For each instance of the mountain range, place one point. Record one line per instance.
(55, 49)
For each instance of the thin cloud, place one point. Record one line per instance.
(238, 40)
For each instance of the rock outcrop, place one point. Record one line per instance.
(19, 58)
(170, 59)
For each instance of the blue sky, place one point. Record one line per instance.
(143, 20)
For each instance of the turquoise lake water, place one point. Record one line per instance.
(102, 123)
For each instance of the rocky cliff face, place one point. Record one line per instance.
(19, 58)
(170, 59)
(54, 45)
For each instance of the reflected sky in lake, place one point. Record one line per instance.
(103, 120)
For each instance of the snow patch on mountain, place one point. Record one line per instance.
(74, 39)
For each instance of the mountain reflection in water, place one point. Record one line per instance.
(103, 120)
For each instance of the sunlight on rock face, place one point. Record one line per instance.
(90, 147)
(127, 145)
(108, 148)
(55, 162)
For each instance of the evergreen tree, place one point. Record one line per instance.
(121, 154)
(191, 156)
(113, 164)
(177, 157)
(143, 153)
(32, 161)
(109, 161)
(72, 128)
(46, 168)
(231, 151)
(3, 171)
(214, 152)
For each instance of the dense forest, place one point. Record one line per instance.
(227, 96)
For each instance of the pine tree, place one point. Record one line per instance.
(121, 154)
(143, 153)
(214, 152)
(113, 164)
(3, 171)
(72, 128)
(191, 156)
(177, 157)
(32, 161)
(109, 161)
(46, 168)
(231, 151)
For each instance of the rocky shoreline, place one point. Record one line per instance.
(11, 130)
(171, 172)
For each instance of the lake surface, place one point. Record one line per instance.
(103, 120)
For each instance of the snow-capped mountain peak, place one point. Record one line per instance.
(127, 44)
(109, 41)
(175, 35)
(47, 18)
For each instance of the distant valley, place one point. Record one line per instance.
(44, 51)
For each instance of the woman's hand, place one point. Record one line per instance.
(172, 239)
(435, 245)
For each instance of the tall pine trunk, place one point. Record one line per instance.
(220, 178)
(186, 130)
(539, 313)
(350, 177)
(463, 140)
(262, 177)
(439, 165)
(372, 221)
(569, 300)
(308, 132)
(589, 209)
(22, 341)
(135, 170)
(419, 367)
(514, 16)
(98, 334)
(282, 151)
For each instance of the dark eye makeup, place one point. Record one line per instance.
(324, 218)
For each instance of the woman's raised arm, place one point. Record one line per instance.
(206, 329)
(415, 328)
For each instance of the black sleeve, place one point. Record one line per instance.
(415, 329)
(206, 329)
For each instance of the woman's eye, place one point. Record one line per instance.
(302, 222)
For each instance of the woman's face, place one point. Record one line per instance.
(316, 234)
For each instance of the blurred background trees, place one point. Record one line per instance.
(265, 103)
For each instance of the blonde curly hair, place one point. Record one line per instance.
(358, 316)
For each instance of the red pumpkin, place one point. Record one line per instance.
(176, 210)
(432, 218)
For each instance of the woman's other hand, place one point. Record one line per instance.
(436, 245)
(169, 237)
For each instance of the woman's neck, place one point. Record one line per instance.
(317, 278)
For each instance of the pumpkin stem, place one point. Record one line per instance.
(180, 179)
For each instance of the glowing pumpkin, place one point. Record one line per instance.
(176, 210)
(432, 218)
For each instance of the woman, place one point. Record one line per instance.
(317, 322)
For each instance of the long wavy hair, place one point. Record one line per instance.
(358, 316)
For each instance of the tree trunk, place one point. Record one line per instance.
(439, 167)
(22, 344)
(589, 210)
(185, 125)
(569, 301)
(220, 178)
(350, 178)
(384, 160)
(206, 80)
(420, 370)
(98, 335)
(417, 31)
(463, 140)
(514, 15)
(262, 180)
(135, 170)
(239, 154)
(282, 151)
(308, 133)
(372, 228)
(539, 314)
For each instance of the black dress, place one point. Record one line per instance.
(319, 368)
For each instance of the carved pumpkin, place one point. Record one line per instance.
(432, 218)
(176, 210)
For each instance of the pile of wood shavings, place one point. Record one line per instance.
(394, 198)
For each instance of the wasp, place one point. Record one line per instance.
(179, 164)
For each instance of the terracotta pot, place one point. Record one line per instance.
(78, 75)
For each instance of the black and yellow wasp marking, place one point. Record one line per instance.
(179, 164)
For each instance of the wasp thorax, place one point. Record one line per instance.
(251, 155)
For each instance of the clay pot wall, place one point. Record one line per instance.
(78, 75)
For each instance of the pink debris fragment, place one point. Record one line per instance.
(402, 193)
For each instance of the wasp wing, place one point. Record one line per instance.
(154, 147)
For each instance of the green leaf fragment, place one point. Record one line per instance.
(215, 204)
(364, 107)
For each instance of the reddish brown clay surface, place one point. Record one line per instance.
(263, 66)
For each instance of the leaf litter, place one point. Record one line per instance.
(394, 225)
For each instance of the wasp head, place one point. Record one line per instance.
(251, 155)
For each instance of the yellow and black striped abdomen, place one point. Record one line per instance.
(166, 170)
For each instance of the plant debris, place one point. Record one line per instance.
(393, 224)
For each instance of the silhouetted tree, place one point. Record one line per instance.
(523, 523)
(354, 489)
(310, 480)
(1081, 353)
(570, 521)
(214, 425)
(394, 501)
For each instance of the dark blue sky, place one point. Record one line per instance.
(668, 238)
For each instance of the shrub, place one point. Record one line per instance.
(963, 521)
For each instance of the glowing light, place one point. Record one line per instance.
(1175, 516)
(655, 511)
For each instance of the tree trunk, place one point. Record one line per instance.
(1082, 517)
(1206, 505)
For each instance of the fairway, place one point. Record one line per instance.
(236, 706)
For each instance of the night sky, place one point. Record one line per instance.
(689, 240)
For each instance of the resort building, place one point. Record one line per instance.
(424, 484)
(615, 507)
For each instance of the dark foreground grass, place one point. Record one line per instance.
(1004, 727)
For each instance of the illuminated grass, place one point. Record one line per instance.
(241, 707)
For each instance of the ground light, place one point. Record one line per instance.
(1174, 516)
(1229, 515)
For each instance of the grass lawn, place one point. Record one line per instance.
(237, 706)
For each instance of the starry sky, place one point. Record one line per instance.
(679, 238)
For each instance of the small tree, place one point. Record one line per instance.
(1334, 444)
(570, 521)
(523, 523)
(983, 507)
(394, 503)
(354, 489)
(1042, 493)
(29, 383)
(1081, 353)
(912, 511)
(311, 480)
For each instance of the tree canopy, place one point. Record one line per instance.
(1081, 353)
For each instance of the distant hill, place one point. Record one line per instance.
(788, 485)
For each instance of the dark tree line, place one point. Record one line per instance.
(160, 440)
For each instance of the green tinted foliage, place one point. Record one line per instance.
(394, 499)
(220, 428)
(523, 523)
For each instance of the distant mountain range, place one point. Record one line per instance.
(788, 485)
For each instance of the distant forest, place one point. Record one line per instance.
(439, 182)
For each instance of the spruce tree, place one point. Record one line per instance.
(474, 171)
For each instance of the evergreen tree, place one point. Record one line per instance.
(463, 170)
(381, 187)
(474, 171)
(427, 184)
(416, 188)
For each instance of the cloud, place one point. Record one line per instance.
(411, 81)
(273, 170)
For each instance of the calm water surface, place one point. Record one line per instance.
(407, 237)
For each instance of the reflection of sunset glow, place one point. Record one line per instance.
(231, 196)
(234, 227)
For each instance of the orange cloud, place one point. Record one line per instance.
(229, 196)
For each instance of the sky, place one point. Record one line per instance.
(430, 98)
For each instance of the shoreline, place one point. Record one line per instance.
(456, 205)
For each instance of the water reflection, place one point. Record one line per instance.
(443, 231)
────
**GOAL**
Take the line that contains "For each instance of the tree canopy, place" and each line after it down to the last of the records, and retype them exactly; add nothing else.

**COMPLETE OUTPUT**
For each instance of the tree canopy, place one point. Record one line per instance.
(1081, 353)
For each instance of the distant hill, place one point. Record one line per instance.
(788, 485)
For each instance of the dark tree line, place one point. Record one line per instance.
(160, 440)
For each instance of the green tinted foliage, place one point. Record one line per instance.
(394, 499)
(220, 428)
(523, 523)
For each instance of the distant mountain range, place one point. Record one line per instance.
(788, 485)
For each instance of the distant forest, place one point. Record one line per instance.
(439, 182)
For each instance of the spruce tree, place one point. Record one line per instance.
(474, 171)
For each instance of the evergreen tree, place one point. Record one line per instance.
(463, 170)
(381, 187)
(474, 171)
(427, 184)
(416, 188)
For each instance of the cloud, place one point. Record one line per instance.
(411, 81)
(273, 170)
For each instance of the calm water surface, place one point. Record one line per instance.
(407, 237)
For each instance of the reflection of sunset glow, place one point. Record one line per instance.
(231, 196)
(234, 227)
For each instance of the orange cloud, place one point. Record one line per instance.
(229, 196)
For each instance of the sky, place one point. Record one line per instance.
(430, 98)
For each instance of the shoreline, place one point. Record one line per instance.
(456, 205)
For each instance of the water reflection, place one point. Record one line per instance.
(443, 231)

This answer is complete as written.